Dataset entries:

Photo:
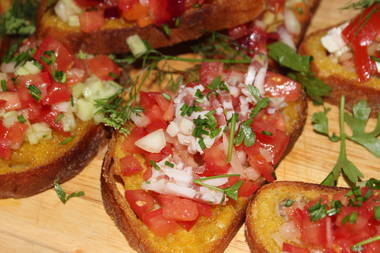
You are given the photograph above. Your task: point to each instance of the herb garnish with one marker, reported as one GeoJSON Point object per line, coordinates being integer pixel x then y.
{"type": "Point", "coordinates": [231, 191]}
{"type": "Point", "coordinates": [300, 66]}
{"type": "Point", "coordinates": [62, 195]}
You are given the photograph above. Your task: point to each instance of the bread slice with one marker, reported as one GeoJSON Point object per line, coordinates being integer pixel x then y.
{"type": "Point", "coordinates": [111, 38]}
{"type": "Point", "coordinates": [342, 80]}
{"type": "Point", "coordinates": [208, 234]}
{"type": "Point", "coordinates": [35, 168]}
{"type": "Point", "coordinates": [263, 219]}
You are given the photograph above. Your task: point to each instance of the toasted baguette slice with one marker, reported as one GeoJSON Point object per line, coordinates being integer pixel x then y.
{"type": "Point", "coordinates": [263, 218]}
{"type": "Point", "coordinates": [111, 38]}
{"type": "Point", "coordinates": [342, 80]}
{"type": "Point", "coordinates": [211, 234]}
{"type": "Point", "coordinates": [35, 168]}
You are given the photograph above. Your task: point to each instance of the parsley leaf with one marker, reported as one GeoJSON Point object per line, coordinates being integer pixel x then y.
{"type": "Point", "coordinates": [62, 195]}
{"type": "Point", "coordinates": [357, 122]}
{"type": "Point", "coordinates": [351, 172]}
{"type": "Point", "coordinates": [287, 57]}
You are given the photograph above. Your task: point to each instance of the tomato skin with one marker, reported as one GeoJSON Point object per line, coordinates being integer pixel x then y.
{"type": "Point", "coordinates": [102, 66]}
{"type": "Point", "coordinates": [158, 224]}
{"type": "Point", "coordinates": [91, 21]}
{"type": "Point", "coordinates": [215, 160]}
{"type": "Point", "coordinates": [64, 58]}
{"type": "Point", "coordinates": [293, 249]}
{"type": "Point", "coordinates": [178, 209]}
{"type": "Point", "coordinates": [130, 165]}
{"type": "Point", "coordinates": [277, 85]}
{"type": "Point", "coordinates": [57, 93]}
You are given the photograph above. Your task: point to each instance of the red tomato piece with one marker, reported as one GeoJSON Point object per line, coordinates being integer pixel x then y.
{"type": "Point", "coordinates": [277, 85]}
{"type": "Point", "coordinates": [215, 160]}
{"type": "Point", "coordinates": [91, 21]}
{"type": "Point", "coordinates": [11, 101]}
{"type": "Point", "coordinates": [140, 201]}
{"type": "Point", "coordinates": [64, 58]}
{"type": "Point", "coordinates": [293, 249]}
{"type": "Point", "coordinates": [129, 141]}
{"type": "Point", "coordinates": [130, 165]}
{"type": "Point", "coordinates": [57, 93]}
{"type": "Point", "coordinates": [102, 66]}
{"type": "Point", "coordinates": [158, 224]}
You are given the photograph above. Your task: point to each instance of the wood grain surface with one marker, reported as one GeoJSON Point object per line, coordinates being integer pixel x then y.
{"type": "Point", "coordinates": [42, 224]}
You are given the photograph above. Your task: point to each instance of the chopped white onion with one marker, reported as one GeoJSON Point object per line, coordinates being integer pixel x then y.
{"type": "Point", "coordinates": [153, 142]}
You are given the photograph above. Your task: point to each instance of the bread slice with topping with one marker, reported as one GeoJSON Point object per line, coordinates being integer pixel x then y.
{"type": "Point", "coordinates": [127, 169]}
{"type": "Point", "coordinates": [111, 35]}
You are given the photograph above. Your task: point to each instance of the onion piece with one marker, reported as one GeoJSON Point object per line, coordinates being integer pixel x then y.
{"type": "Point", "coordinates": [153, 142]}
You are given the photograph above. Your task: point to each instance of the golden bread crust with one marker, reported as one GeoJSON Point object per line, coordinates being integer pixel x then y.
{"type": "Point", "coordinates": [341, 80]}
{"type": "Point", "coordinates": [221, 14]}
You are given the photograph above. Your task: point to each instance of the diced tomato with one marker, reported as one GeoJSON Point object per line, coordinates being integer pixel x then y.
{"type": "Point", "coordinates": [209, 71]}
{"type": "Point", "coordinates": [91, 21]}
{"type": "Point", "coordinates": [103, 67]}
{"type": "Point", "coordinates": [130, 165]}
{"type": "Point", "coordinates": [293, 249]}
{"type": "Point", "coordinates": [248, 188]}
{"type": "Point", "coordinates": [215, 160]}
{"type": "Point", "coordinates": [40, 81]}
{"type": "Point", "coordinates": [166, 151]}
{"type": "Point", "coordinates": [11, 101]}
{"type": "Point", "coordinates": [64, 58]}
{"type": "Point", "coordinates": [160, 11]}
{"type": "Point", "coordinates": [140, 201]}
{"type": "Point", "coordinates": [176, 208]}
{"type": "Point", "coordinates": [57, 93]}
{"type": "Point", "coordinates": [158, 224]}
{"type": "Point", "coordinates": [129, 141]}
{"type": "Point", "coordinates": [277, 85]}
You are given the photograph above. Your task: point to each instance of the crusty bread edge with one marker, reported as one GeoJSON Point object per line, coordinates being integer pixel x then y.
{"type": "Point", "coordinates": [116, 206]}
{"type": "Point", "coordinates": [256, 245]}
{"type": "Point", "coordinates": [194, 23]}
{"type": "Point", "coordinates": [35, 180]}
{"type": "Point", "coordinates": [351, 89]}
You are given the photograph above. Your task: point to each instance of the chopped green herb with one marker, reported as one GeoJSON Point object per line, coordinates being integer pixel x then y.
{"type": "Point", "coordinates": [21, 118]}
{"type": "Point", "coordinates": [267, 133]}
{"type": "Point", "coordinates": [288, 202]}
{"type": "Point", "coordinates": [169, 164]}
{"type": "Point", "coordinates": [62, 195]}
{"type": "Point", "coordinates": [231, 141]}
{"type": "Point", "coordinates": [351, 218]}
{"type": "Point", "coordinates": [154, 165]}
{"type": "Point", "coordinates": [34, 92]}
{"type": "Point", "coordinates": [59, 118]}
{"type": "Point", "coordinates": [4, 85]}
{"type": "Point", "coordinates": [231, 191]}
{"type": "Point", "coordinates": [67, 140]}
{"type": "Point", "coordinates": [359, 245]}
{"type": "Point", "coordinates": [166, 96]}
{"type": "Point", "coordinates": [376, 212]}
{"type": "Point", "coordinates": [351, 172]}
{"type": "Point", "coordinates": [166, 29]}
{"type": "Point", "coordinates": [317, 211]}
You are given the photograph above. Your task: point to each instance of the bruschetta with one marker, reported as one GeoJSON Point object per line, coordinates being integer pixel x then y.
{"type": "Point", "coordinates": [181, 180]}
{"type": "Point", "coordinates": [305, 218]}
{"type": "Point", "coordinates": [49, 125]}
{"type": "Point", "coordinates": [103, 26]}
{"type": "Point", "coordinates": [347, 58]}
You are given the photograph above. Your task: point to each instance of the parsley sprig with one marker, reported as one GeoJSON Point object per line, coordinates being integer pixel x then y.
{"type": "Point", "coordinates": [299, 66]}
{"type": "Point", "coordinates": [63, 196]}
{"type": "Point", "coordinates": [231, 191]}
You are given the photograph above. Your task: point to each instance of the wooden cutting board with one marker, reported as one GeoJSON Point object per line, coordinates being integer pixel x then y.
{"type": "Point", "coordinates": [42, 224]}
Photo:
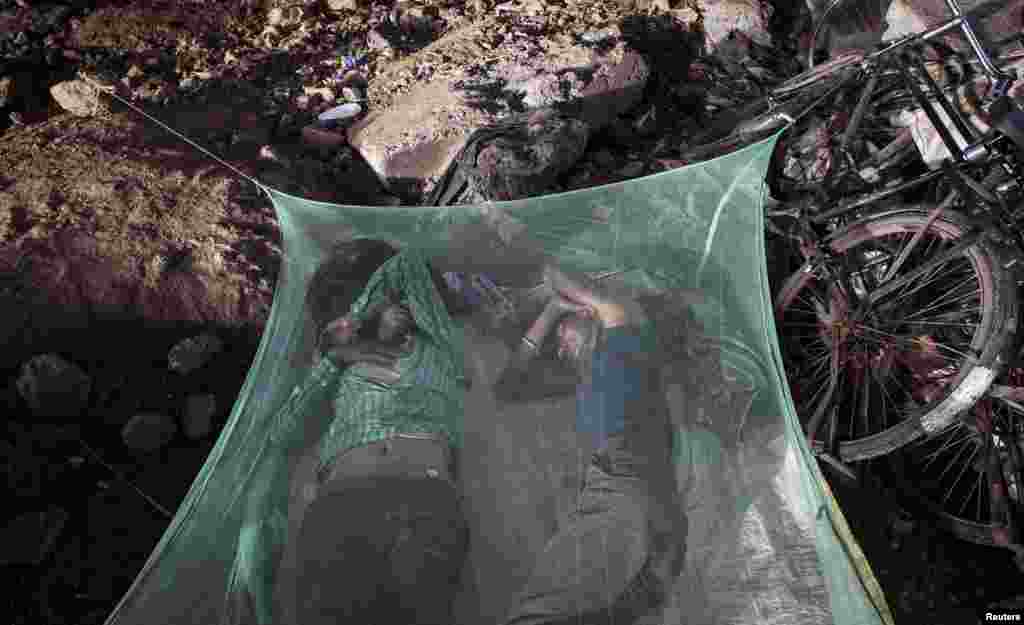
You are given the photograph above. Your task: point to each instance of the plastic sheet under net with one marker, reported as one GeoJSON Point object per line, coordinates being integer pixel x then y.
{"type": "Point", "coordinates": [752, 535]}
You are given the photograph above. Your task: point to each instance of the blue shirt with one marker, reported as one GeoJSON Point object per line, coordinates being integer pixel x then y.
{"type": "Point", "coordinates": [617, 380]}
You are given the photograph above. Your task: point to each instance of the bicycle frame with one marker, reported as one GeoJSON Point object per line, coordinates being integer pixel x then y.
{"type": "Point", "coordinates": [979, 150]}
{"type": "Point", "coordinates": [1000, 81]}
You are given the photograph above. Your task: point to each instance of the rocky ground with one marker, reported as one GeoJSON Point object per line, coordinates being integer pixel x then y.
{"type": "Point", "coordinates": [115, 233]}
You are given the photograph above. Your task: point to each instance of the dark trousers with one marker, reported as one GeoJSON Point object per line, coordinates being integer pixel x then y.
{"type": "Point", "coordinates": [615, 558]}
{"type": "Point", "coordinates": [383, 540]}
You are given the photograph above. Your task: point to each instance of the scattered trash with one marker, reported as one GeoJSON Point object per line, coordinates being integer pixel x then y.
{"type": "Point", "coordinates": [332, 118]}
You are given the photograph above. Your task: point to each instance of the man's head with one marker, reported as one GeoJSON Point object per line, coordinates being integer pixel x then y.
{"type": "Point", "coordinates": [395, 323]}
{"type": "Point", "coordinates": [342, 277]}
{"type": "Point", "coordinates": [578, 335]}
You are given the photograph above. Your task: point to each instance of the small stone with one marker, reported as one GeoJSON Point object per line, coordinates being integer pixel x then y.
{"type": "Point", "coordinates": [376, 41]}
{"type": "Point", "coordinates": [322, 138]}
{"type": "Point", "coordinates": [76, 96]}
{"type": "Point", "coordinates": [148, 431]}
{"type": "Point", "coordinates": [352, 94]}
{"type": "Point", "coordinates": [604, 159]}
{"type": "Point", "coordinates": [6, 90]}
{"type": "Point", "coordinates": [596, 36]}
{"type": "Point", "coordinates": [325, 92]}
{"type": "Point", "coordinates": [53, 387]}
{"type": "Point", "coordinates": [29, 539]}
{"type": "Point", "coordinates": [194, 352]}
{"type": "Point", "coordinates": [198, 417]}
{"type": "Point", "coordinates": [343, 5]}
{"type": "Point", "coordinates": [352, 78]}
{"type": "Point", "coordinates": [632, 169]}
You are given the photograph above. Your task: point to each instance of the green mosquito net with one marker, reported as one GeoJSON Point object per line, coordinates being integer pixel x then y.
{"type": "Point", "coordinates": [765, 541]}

== Goal of the exercise ==
Starting from the line holding "of the green", restate the remaining lines of the data word for word, including the last.

== Written solution ==
You are given the photograph above. Your task: point to each instance of the green mosquito net with one marker, reported as one GeoJSON Point object per line, coordinates being integer pixel x then y.
{"type": "Point", "coordinates": [765, 541]}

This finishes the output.